Begin

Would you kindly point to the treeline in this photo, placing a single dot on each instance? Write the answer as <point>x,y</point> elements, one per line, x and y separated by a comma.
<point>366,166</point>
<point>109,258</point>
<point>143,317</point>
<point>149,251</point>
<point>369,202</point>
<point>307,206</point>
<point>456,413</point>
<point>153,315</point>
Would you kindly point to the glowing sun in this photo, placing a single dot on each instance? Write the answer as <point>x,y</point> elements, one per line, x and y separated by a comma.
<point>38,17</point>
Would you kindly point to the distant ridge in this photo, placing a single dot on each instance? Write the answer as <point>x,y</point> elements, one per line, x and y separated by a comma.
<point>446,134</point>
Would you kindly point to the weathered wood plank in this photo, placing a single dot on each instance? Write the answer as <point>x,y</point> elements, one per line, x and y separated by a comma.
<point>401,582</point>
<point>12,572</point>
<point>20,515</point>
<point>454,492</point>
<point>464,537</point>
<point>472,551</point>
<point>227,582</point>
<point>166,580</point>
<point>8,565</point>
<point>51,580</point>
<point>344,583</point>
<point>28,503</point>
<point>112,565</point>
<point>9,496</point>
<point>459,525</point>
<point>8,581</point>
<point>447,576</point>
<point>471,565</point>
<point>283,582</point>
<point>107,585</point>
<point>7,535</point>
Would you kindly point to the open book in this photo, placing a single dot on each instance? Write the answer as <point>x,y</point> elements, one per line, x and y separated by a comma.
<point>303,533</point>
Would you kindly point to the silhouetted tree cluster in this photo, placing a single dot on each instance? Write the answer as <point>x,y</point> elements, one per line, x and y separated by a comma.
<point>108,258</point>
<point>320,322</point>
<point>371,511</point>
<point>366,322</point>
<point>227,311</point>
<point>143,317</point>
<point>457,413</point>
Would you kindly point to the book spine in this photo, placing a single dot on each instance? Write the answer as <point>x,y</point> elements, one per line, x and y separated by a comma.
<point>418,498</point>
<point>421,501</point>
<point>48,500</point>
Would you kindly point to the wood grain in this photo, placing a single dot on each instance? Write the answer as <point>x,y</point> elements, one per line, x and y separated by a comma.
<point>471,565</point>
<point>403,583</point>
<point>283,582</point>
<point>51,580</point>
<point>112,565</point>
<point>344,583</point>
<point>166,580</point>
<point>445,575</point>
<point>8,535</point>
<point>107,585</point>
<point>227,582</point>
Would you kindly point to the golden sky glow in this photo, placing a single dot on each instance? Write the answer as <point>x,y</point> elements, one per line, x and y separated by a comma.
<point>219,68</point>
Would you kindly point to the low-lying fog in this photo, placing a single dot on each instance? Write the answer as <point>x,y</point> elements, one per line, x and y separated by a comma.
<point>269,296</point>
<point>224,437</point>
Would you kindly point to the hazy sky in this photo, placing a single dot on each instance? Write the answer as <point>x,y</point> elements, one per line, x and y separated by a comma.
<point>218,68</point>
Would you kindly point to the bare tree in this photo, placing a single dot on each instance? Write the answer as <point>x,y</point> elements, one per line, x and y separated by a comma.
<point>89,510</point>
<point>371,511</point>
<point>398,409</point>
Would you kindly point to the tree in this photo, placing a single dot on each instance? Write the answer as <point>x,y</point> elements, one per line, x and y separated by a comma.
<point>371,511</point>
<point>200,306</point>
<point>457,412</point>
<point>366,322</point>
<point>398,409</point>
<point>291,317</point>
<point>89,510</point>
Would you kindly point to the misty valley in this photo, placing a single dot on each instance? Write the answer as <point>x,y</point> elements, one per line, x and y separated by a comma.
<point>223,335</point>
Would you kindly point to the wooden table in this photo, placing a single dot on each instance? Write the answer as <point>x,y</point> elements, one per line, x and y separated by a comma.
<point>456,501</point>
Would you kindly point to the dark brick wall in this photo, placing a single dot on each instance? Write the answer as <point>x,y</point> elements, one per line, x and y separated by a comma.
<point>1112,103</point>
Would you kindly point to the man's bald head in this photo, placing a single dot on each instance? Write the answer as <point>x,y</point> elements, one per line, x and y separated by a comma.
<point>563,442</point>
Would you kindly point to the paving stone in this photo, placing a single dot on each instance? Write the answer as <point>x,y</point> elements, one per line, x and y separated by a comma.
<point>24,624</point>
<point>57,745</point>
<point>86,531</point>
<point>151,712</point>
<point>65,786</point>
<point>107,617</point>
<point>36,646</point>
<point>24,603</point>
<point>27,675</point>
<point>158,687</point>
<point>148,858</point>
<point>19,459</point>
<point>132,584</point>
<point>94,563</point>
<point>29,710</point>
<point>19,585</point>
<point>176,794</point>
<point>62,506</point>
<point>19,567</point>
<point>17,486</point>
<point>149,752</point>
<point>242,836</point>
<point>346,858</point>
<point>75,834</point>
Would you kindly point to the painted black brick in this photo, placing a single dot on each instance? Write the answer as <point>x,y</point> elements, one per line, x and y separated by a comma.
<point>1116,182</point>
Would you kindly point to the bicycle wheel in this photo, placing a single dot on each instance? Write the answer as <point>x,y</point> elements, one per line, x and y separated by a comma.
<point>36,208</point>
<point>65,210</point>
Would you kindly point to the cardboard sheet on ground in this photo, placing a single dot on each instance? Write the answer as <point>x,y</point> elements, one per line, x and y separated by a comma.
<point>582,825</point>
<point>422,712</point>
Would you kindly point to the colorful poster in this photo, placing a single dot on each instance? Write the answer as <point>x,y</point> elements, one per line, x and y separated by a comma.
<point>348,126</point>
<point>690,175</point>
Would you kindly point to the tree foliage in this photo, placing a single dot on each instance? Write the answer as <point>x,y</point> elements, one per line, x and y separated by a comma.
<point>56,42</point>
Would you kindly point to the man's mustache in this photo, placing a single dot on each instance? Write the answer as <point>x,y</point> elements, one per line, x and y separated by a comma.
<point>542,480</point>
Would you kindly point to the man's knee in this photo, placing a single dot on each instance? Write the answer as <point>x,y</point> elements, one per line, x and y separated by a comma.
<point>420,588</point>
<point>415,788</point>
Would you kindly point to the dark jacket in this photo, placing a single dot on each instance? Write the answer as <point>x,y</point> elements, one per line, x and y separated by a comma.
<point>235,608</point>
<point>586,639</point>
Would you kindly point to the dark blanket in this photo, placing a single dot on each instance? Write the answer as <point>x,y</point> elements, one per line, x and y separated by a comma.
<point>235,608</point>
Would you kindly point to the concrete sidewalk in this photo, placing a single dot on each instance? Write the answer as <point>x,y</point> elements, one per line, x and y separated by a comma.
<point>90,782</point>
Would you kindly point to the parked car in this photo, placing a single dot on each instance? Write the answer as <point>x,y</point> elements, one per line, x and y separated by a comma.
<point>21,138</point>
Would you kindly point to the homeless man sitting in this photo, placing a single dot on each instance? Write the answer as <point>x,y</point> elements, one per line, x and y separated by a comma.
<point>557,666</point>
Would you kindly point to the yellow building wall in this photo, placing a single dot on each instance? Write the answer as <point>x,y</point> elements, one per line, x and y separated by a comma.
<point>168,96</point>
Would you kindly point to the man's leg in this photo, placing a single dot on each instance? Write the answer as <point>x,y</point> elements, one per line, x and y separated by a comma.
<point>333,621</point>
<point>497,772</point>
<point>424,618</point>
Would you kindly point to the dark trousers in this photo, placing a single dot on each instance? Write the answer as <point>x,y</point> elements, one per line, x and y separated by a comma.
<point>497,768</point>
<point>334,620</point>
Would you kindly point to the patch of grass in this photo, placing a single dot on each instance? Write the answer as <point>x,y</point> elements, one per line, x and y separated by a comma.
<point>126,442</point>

End

Beginning at the line where "Would you kindly point to the yellow" appears, extract each line through the end of the data above; keep them exact and include nothing else.

Would you kindly point to the yellow building wall in this photo, placing a single dot on each instance? Write the answer as <point>x,y</point> elements, one per line, x and y separated by a comma.
<point>168,96</point>
Would you kindly point to the man's leg in this photo, placing a single dot on each instance? Write the answer as <point>x,y</point> elements, one per line, x and y separated by a comma.
<point>333,621</point>
<point>497,772</point>
<point>424,618</point>
Would you kindly point to the dark trousers in this photo, placing a single dot on each instance? Write the answer as <point>x,y</point> elements, one per line, x and y separated by a comma.
<point>497,768</point>
<point>334,620</point>
Would you kindly point to the patch of grass in this photo, placing a single dot on each instance? Write the answer as <point>x,y</point> elements, one per line, x and y separated by a comma.
<point>126,442</point>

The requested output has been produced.